Tag: old rich men

Superannuation: Coalition guided by leftie Grattan Institute

20 August 2016

Grace Collier Columnist Melbourne @MsGraceCollier

Sacre bleu! In recent weeks, while defending the government’s superannuation policy in the media, Scott Morrison has morphed from a future prime minister into a dogmatic zealot.

Meanwhile in Canberra an under-the-carpet consultation process has begun. Coalition MPs are being canvassed by the party hierarchy about the superannuation “reforms” in an attempt to gauge the level of support or resistance before the changes are put to the house.

Will MPs vote for the policy or cross the floor and vote against it? The only MP who said he would cross the floor, George Christensen, has been made a whip, so does that mean he has been bought off?

And if the superannuation policy does pass the lower house, will some sage operators in the Senate threaten to block the Australian Building and Construction Commission bill and force the government to change the policy anyway, and thus make a fool of the wimps who voted for it?

These are the important questions of our time.

Typically, among Liberal MPs courage seems to be in short supply. Apart from one exception, who floored me by asking, “Why should we tax people less just because they’re old?”, every MP I spoke with thinks the policy is appalling and must be immediately sunk — by someone else.

Meanwhile, looking on is the base: the Liberal rank and file, the members, the donors and the volunteers. Here is where fury and despair remain widespread. Policymakers needn’t panic, this is not about the desire to avoid tax. Everyone knows half the households in this country are addicted to their welfare — er, “transfer payments” — and someone has to pay for that.

[Data extracted from a collection]

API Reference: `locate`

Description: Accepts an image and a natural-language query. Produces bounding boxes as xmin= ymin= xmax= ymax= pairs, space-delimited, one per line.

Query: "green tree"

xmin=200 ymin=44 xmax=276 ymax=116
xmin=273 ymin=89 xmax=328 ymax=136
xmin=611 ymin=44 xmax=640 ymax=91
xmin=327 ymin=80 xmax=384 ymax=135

The tasks:
(a) In two sentences, what does the superannuation column above the data say?
(b) According to the superannuation column, which MP was the only one who said he would cross the floor?
(c) Reproduce the passage of the superannuation column starting at "Meanwhile in Canberra" and ending at "voted for it?".

Task responses:
(a) Scott Morrison has become a dogmatic zealot while defending the government's superannuation policy, and Coalition MPs are being quietly canvassed about the changes before they go to the house. Nearly every Liberal MP spoken with thinks the policy is appalling and should be sunk by someone else, while fury and despair remain widespread among the party's base.

(b) George Christensen.

(c)
Meanwhile in Canberra an under-the-carpet consultation process has begun. Coalition MPs are being canvassed by the party hierarchy about the superannuation “reforms” in an attempt to gauge the level of support or resistance before the changes are put to the house.

Will MPs vote for the policy or cross the floor and vote against it? The only MP who said he would cross the floor, George Christensen, has been made a whip, so does that mean he has been bought off?

And if the superannuation policy does pass the lower house, will some sage operators in the Senate threaten to block the Australian Building and Construction Commission bill and force the government to change the policy anyway, and thus make a fool of the wimps who voted for it?